___ SELECTED EXCERPT ___

Flip chip technology presents a number of advantages that make it a preferred form of electronic interconnect. Flip chip provides improved electrical performance. Flip chip interconnections are the most efficient electrical interconnections for high frequency applications such as main frames and computer workstations. In addition to efficiency in function, the flip chip is efficient in form because of its small size. As devices of ever greater power are reduced in size, flip chip provides the smallest interconnect option. Other advantages include easier thermal management and reduced EMI emmissions and reduced RFI susceptibility.
Solder bump flip chip assembly can be made compatible with well-established Surface Mount Technology (SMT). (For a thorough introduction to SMT, please refer to the Handbook of Surface Mount Technology, Stephen W. Hinch, Longman Scientific & Technical, UK, 1988.) With the appropriate choice of solder bump metallurgy, an SMT assembly line can simultaneously assemble both flip chip and surface mount packages on a product passing through the line. This compatibility provides the utilization of an installed base of SMT assembly lines as well as the flexibility of designing packages incorporating flip chip into larger SMT packages. Perhaps the most telling advantage of flip chip over other packaging technologies is its lower cost. Flip chip eliminates an entire level of interconnect--the package level (see Steps B through E in FIG. 2). By eliminating the package level, system cost is significantly reduced. In the IC business generally, the potential cost savings justify investments in multi-million dollar flip chip technology research.
The primary way of making flip chip interconnects is with solder bumps. Solder bumps have been applied by evaporation, electroplating, stencil printing and serial methods. However, each of these methods has particular limitations and much research has been and is being performed to overcome the limitations of each of these methods.
For the past three decades, companies such as IBM have used evaporation to form high lead (Pb) bumps for flip chip applications. One major disadvantage of evaporation is the high cost: at least ten million dollars worth of capital equipment is required. Processing costs are also high due to tooling and mask costs, process delays, low throughput, low yields, and necessarily frequent manual removal of hazardous lead waste. Finally, alloy compositions are limited because many metals are not suitable for evaporation. Especially limiting is the fact that the deposition rate of tin (Sn) is such that it cannot readily be evaporated. A high tin alloy (63Sn-37Pb, that is "eutectic") is highly desirable as a bumping material, because the melting point of eutectic tin (T.sub.m =183 degrees C.) is compatible with existing SMT materials and processes (usually performed at 200-210 degrees C.). By contrast, the melting point of lead is 327 degrees C., a temperature that would melt many of the organic materials used in SMT (e.g. epoxy circuit boards, whose maximum temperature is 230 degrees C., and other components).
There is no shortage of patents that have issued covering improvements in the evaporation process. Because the evaporation process involves vaporizing lead and allowing the lead to deposit on all surfaces, both masked and unmasked, the cleaning of the metal shadow mask is messy and hazardous. The metal mask can only be reused three or four times before it is no longer cleanable and must be discarded. The waste lead, including the lead-encrusted metal mask, poses environmental and worker safety problems as well as escalates manufacturing expense. A recent patent, U.S. Pat. No. 5,152,878, addressed the problem of mask cleaning and presented some labor saving cleaning techniques. However, although improvements may speed bumping and reduce labor costs to a certain degree, the equipment required for evaporation remains costly, and the hazards of the waste lead are ever-present.

___ INFORMATION GIVEN ___

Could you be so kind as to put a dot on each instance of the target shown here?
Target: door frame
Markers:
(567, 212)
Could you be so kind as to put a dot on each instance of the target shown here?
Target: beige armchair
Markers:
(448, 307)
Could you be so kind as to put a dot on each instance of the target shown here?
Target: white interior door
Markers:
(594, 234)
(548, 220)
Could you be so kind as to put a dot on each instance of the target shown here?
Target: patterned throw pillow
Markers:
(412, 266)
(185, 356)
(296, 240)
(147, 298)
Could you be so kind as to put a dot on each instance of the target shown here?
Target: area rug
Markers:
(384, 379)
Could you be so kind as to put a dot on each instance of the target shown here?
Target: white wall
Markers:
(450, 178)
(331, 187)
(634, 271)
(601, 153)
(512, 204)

___

:: TASKS ::
1 – According to the flip chip text, how many times can the metal shadow mask used in evaporation be reused before it must be discarded?
2 – Continue the flip chip text from the end of its last paragraph.

:: ANSWER SET ::
1 – Three or four times.

2 –
Whereas the evaporation technique is fraught with the hazards of vaporizing lead, electroplating is a wet technique using chemical baths as the medium in which to deposit bumps. The chemical baths contain lead and other hazardous materials that pose a handling and disposal problem. Moreover, electroplating is limited in efficiency because it is a batch process. Thus, volume production faces the attendant challenges of an equipment intense serial process and, as IC manufacturers are all too keenly aware, cost is governed by the production volume or capacity limits. Other disadvantages of electroplating include difficulty in alloy composition control, problems in consistently achieving acceptable bump height at small bump pitches, and difficulty in the elimination of surface impurities.
Stencil printing (also known as screen printing), depicted in FIG. 2A, is by far the simplest approach, at least conceptually, but has posed seemingly insurmountable limitations on bump size and pitch. (See, generally, Handbook of Surface Mount Technology, ibid, pp 245-260).
As depicted in FIG. 2A, stencil printing involves placing a mask 10 or screen on a substrate 12, slathering on a solder paste on top of the mask, using a squeegee 16 to squeegee the paste, which serves to force paste into all the apertures in the mask and to scrape off the excess paste, and removing the mask prior to re-flowing the solder paste. Re-flow is essentially controlled melting in order that the small spheres of metal that compose the solder paste coalesce to form the electronic interconnect.
Packing more interconnects on smaller chip has created a need for smaller bumps with smaller pitch (pitch being the distance between the centers of two adjacent bumps). Conventional stencil printing methods have had a lower pitch limit of 400 microns, primarily due to the limitations on well-established stencil aspect ratio (about 2.5:1) of aperture width relative to mask thickness. This limit is the result of the interplay of the spacing of holes in and thickness of the stencil and the physical and chemical characteristics of the solder paste. The well-known pitch limitation convinced IC manufacturers that stencil printing had no future in the majority of flip chip bumping applications since a pitch of less than 400 microns is required.
AT&T has used stencil printing to produce silicon-on-silicon assemblies. The process involves mounting the mask, joining the silicon to silicon with stenciled paste between the silicon components, and reflowing, thereby producing a silicon-on-silicon attach. The mask apertures are limited by the aspect ratio.
Serial methods have been proposed, and while attractive in theory, none has been commercialized. Proposed methods have included "stud-bumping" with wirebonding equipment (also known as "wirebond bumps"), decal processing, and solder jet processes. Methods proposed to simplify serial processes still require multiple steps. U.S. Pat. No. 5,156,997 issued to Kumar et al. describes a simplified process consisting of depositing a barrier and diffusion layer, forming a bump from a metal using a focused liquid metal ion source, and removing the exposed barrier/adhesion layer by etching. The process takes over 13 hours to bump a 200 die wafer. Thus, even simplified serial processing has associated processing disadvantages such as slow throughput.
A dramatic and significant improvement would be a simple, low cost, high volume, environmentally friendly (or environmentally neutral), non-hazardous process for applying bumps of various alloys to substrate where the bumps are uniform in height and the pitch small, and, ideally, such a method would provide bump alloys that are compatible with existing surface mount technology assembly lines.